### Instructions for the task
Continue the ACC cement analysis from its final sentence, keeping its tone and format.

### Source
Cost and profitability
 ACC is highly dependent on domestic coal.
It would be the worst impacted due to the
recent increase in domestic coal prices. We
estimate ~Rs4/bag increase in energy cost
for ACC.
 With return of volume growth, we expect
operating leverage to dilute the impact of
energy cost inflation. Our estimates currently
do not factor in any operating leverage.
 We expect EBITDA/ton to increase by
Rs410 QoQ in 1QCY11 to Rs784, and by
Rs30 in CY11 to Rs761.
Earnings and valuation
 After three years of muted volume growth,
ACC would witness robust volume growth of
~10% CAGR over the next two years, driven
by new capacities.
 Allotment of coal blocks in Madhya Pradesh
(in JV with the state) and West Bengal (in
consortium) offers option value in the long term.
 Creeping acquisition by Holcim would provide
support to the stock price.
 The stock is valued at 18.2x CY11E EPS,
9.4x EV/EBITDA and US$121/ton (~30mt
capacity). Maintain Buy with a target price
of Rs1,104 (~10x CY11E EV/EBITDA).

ACC: Return of volume growth; maintain Buy
 Volume growth returns after three muted
years: With operations at new capacities
stabilizing, we expect volume growth to pick up
in 1QCY11 to ~10% on low base of last year
(2.6% de-growth). We estimate 11% volume
CAGR over CY10-12 (v/s flat in CY08-10).
 Incremental market mix in South and West:
While it is a pan-India player, ACC's incremental
volumes would be driven by new capacities
located in Karnataka (South) and Maharashtra
(West), where demand-supply equilibrium is
adverse in the short run.
 Highest exposure to domestic coal to reflect
in short-term performance: With ~85% of its
coal requirement being met by domestic coal
(~40% linkage), ACC would be the worst
impacted by the recent increase in domestic coal
prices, resulting in ~Rs4/bag increase in cost.
 RMC continues to be a drag on consolidated
EPS: ACC's RMC subsidiary continues to post
PBIT losses (Rs288m in CY10 v/s Rs477m in
CY09 and Rs918m in CY08). ACC has
aggressively invested in building the RMC
business, but a slowdown in volumes impacted
profitability. It has taken several initiatives to turn
around the RMC business and believes in its
potential to add value.

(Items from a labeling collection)
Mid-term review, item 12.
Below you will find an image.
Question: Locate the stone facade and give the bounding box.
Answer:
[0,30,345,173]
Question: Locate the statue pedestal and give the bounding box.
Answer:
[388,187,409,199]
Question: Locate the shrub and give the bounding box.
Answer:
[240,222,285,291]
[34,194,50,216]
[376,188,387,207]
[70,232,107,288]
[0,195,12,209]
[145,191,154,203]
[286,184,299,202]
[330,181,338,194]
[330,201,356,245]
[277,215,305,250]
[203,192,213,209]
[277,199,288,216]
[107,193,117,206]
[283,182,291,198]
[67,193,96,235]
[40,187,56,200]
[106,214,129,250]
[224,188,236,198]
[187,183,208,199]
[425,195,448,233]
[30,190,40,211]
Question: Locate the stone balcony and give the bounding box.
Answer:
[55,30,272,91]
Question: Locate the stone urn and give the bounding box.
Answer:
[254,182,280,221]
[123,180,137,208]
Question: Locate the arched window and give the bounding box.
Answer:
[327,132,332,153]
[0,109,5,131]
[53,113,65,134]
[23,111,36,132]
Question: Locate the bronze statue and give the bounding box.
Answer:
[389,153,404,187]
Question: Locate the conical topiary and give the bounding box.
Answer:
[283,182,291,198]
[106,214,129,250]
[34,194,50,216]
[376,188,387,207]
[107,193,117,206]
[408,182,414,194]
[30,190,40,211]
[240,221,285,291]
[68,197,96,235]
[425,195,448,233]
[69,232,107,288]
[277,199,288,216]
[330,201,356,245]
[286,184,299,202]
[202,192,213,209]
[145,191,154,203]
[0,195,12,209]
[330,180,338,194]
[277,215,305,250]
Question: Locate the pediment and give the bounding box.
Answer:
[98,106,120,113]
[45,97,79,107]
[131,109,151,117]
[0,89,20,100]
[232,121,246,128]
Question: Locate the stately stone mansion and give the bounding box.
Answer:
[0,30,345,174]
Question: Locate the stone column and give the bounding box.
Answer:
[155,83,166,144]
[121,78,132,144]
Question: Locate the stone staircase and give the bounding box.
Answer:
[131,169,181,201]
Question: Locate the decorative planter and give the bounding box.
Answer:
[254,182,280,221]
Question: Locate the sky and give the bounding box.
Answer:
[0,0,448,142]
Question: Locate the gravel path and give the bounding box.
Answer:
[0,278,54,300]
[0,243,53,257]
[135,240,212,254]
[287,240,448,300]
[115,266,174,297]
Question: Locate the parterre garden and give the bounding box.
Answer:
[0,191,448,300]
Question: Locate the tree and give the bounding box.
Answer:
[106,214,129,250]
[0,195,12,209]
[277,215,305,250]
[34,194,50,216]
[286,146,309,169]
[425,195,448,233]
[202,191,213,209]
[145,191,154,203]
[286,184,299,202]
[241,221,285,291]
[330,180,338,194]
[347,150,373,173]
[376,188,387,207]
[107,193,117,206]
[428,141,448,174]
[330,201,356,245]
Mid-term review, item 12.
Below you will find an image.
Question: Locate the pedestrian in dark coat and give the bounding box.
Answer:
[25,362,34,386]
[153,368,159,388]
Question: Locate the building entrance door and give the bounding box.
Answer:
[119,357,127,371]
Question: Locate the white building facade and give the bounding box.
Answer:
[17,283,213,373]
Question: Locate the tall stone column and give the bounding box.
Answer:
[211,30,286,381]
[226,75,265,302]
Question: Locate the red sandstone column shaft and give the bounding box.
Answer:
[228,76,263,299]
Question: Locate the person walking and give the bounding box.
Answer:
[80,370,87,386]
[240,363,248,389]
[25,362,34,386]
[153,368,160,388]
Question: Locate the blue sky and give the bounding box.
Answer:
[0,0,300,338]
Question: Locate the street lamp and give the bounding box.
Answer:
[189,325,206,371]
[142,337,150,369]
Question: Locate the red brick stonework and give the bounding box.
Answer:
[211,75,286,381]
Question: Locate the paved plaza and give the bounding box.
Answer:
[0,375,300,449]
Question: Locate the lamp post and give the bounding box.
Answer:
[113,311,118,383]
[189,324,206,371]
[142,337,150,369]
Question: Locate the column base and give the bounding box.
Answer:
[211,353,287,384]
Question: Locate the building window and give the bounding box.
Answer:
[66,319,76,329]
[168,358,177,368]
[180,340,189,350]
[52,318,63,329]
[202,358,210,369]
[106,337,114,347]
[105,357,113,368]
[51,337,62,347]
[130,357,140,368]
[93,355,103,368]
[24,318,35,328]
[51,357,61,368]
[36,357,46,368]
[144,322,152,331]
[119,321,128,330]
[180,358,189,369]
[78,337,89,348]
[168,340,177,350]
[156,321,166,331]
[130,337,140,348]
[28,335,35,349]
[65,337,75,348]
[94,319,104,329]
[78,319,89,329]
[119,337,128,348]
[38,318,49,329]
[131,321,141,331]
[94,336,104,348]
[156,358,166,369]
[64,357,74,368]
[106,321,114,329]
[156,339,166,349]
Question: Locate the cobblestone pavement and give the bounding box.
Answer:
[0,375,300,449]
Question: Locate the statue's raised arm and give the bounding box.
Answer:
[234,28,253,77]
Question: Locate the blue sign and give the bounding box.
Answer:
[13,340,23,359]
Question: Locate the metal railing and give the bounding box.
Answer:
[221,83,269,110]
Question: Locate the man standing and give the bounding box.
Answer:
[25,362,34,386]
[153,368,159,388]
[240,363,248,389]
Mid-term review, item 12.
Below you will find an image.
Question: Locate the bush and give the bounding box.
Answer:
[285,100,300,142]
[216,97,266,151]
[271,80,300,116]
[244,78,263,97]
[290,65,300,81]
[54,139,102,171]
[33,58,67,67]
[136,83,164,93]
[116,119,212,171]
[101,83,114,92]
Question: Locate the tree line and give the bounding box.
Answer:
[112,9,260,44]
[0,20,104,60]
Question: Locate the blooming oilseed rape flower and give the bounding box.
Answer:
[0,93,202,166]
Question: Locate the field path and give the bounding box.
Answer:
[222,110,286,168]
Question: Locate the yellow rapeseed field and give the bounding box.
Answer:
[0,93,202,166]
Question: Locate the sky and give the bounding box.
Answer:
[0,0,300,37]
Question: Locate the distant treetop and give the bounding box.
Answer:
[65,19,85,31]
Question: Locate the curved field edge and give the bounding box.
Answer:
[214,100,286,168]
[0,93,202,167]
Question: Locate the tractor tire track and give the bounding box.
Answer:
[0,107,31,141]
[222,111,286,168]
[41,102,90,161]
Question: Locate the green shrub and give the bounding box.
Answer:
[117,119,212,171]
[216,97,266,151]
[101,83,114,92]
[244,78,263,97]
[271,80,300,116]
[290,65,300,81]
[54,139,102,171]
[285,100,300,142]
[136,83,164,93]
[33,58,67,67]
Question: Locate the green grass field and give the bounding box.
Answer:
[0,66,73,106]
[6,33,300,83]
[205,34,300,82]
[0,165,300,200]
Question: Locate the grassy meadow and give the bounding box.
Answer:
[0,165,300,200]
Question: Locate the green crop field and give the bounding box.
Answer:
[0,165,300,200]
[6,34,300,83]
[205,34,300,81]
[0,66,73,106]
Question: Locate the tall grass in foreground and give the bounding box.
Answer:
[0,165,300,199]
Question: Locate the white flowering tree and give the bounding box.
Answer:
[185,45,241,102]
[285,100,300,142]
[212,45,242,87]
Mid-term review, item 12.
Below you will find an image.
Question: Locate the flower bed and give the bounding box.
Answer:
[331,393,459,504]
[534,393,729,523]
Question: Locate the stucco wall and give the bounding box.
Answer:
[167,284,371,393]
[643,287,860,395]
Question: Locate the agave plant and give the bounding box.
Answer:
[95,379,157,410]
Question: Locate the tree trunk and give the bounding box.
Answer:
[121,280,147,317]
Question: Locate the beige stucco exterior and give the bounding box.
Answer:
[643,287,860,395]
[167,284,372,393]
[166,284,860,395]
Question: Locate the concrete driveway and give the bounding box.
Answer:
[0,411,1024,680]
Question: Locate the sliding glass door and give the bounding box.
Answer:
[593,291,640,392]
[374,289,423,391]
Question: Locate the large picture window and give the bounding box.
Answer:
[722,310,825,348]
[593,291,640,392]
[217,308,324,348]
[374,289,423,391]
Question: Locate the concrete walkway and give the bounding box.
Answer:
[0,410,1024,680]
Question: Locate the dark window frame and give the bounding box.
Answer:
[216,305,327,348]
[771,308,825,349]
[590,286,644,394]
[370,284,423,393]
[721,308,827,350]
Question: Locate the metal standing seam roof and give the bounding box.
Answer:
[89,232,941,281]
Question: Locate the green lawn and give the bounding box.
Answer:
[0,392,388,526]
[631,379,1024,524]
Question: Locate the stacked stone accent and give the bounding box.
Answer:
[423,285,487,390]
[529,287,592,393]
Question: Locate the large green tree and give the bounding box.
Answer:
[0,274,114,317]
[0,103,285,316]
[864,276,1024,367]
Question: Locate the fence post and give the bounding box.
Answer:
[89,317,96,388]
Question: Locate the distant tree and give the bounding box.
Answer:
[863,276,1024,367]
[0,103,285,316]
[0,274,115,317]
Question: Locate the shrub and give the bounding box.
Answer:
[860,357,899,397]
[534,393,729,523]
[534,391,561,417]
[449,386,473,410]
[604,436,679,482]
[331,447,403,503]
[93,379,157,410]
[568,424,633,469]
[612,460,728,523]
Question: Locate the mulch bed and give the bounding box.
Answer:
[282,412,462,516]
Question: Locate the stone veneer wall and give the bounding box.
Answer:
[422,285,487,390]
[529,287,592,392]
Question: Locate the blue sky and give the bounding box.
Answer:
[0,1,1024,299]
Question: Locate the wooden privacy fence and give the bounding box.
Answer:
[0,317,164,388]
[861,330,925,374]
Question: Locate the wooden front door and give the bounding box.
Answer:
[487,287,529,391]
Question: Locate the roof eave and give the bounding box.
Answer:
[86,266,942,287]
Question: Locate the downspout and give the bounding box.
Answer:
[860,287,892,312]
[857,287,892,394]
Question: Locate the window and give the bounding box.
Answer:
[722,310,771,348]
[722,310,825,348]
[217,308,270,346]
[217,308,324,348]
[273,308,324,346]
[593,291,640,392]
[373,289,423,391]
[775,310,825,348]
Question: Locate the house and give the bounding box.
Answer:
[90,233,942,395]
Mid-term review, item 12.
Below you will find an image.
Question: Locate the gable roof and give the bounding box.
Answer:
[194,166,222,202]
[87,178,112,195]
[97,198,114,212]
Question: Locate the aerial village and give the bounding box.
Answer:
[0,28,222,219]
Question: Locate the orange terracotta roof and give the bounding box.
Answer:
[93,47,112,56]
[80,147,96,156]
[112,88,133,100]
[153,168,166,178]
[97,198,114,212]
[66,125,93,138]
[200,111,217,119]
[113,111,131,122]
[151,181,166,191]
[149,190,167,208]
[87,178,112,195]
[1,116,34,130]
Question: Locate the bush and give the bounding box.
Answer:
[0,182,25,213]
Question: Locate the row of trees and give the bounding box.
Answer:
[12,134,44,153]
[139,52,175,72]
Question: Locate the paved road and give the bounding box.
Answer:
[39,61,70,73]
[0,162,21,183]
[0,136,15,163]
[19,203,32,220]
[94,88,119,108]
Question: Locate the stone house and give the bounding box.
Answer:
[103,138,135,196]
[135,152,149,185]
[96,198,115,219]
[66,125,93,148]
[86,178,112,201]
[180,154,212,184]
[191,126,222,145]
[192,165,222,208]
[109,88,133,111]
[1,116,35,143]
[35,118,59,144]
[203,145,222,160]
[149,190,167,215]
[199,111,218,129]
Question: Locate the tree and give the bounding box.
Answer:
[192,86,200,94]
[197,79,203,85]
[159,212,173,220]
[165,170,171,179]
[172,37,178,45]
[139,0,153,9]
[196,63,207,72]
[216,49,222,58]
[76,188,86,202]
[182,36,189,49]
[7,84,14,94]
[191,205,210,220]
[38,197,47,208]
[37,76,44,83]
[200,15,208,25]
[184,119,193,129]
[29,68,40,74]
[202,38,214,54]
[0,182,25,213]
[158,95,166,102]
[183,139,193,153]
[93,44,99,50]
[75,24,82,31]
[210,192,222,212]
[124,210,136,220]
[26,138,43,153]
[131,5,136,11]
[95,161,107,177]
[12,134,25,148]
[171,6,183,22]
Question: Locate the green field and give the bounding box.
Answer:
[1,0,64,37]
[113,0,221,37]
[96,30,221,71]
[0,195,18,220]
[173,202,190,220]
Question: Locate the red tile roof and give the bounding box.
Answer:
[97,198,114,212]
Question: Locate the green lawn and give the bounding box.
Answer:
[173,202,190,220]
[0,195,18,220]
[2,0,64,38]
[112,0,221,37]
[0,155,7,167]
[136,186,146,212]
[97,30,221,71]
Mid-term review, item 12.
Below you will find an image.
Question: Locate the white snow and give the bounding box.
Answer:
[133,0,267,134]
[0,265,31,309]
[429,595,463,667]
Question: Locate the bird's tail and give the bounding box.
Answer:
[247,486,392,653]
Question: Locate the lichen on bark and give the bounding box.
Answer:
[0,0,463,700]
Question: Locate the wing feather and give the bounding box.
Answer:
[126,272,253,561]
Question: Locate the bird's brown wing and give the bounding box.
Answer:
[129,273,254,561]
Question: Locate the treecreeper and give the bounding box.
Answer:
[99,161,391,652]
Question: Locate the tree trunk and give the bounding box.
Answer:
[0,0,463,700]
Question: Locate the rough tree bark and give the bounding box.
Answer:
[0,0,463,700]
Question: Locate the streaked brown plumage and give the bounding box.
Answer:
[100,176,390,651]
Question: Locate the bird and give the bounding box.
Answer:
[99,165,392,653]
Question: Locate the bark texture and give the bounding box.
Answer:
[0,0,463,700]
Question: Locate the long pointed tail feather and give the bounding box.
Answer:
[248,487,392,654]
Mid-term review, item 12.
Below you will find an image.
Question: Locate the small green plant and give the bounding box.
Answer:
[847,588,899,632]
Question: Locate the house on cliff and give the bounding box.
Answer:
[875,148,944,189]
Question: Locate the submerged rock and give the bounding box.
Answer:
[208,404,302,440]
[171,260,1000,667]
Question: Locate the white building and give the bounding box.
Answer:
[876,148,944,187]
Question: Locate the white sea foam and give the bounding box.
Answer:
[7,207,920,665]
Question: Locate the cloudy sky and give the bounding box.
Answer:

### Response
ACC: Levers present for re-rating
 Strong balance sheet with net cash of
Rs153/share: With completion of major capex
and strong cash flow from operations (~Rs18.2b
in CY11), we estimate ACC's net cash balance
at Rs153/share.
 Securing coal blocks to ensure supply of
cost-effective energy: ACC has equity stake
in two coal blocks, viz. ~200m tons reserve in
Madhya Pradesh (~50% stake) and ~685m tons
reserve in West Bengal (~14% stake). These
mines are expected to become operational in 3-
4 years, and will provide cost-effective long-term
energy supply assurance.
 Creeping acquisition by Holcim to support
stock: Holcim's creeping acquisition (~3.2% of
5% permissible in a financial year done in
FY11YTD) would provide support to the stock.
Holcim currently holds 48.8% stake in ACC.
 Merger of ACC and Ambuja inevitable, but
unlikely in near future: Merger of ACC and
Ambuja is inevitable for Holcim to fully reap
synergies of operations from (a) coordination at
market level, (b) freight optimization, and (c)
savings on SG&A. However, we believe there
are challenges in the form of (a) cultural
differences and (b) brand migration, which
Holcim would need to address before the merger
of two entities.

ACC: Valuation and view
 Improvement in the earnings power of ACC's
assets coupled with completion of divestment
of non-core businesses makes it an attractive
pure-play on cement, offering a truly pan-India
presence.
 After two years of muted volume growth, we
expect ACC to post robust volume growth of
~12% CAGR over the next two years, driven
by new capacities.
 Allotment of coal blocks in Madhya Pradesh
(in a JV with the state) and West Bengal (in a
consortium) offers option value.
 The stock is valued at 18.2x CY11E EPS, and
at an EV of 9.4x CY11E EBITDA and US$121/
ton (~30m-ton capacity). Maintain Buy with a
target price of Rs1,104 (~10x CY11E EV/
EBITDA).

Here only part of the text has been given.